RAW DATA
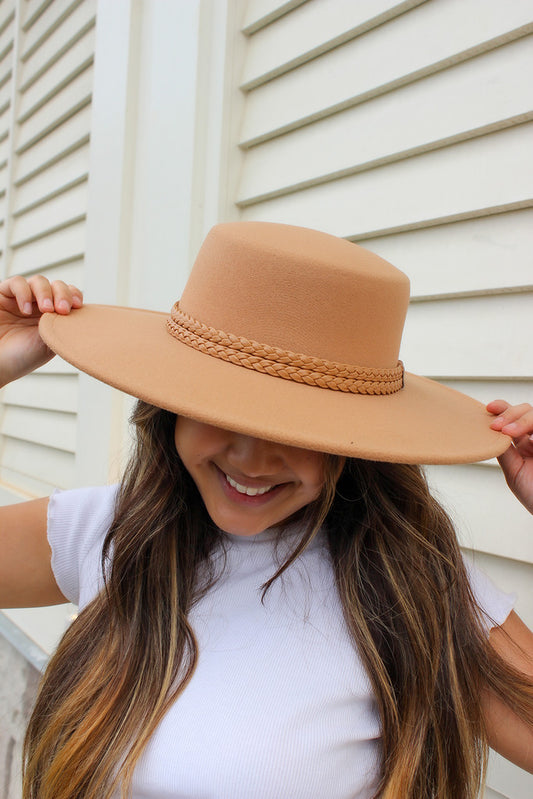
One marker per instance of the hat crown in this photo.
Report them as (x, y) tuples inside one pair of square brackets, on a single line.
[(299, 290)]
--
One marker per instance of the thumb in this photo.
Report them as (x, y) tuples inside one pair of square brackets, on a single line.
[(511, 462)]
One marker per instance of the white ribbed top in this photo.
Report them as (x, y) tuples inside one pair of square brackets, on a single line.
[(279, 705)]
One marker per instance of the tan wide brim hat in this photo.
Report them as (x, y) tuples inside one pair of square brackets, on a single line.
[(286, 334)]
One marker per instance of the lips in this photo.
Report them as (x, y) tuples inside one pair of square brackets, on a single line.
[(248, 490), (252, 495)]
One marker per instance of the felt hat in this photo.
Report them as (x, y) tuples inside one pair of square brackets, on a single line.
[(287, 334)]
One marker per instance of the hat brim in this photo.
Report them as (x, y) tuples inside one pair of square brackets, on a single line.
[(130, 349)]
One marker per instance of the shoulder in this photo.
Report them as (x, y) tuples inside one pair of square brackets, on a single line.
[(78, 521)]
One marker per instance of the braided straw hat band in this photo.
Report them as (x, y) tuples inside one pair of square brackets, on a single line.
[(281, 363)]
--
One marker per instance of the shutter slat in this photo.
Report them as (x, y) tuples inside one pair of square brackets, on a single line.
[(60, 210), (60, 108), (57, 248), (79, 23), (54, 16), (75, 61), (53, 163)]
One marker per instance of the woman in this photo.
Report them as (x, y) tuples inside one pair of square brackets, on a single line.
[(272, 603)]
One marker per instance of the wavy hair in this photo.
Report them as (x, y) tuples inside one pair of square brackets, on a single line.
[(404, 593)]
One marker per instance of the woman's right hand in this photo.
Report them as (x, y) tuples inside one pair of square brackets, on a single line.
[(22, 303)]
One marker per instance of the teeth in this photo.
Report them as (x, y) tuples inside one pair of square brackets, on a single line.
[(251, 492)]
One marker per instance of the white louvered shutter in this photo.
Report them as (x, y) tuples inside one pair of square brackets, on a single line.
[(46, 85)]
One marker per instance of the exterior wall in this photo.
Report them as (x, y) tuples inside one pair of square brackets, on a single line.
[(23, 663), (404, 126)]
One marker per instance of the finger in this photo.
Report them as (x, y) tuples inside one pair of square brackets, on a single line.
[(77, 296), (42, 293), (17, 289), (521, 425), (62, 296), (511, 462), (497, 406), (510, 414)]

EXERCISE AIM
Answer with a single number: the count of lines in the records that contain "white".

ANSWER TO THIS PROBLEM
2